# DATASET EXCERPTS
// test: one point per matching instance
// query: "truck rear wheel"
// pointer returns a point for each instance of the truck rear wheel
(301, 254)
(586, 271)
---
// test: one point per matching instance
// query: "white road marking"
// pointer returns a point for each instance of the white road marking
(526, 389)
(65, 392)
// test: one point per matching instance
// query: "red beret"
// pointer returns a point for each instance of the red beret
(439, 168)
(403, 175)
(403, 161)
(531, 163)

# YOUR OBJECTIVE
Copy out each line of the entries above that holds "query".

# SOLUTION TO THIS PROBLEM
// query: "truck rear wheel"
// query: "white road marking"
// query: "red beret"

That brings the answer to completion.